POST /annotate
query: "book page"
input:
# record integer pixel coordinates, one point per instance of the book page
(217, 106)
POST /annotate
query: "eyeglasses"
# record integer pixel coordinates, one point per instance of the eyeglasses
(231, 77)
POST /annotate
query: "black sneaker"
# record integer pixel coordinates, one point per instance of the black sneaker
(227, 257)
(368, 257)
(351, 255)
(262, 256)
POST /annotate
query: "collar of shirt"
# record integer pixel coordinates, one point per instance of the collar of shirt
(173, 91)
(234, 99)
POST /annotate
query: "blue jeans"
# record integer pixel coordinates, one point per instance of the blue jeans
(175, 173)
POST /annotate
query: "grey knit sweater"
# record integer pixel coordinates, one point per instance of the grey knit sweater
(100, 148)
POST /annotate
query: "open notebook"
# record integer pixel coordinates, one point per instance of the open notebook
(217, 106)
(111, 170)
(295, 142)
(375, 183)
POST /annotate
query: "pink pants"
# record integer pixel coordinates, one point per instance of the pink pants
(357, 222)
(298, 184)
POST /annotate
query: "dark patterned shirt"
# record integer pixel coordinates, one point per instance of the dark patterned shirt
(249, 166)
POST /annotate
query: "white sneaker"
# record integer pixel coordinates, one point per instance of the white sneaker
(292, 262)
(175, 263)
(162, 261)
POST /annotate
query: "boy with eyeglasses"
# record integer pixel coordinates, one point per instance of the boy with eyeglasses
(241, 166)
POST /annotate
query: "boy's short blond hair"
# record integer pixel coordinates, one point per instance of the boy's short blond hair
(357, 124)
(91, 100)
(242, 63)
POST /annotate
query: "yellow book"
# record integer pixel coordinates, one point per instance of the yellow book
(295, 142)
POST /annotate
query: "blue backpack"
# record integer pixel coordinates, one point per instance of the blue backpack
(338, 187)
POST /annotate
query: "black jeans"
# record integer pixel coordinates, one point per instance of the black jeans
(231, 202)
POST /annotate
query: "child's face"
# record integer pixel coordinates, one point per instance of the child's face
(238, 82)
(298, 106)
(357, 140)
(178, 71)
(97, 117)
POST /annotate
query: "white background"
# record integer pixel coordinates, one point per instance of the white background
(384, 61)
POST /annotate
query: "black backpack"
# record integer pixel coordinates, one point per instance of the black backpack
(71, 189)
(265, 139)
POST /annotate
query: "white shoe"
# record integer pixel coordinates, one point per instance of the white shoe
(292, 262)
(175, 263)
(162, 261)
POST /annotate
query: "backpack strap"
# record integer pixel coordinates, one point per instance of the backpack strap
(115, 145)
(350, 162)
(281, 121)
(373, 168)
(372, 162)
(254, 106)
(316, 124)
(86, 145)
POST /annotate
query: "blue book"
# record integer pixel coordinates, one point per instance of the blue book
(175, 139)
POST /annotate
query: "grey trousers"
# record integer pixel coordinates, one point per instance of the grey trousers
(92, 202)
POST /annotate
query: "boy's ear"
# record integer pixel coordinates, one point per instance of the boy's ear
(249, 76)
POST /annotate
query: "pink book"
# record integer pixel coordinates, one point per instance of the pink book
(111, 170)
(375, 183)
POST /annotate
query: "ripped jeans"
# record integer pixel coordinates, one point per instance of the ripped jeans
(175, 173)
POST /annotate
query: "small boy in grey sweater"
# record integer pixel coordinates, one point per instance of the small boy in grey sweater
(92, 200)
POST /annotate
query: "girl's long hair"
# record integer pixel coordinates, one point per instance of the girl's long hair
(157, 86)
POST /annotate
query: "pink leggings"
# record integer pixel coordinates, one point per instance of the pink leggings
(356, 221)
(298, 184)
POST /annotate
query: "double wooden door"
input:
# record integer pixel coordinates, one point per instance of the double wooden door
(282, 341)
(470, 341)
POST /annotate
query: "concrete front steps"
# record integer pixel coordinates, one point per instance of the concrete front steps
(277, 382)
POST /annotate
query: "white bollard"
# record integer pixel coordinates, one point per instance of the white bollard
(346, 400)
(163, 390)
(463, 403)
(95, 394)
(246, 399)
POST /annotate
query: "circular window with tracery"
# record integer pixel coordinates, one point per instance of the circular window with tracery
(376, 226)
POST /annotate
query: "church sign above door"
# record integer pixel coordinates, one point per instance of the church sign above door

_To do_.
List every line of the records above that contains the word "strap".

_Correct output_.
query: "backpack strap"
# record integer pixel coordinates, one point per instance of the backpack strap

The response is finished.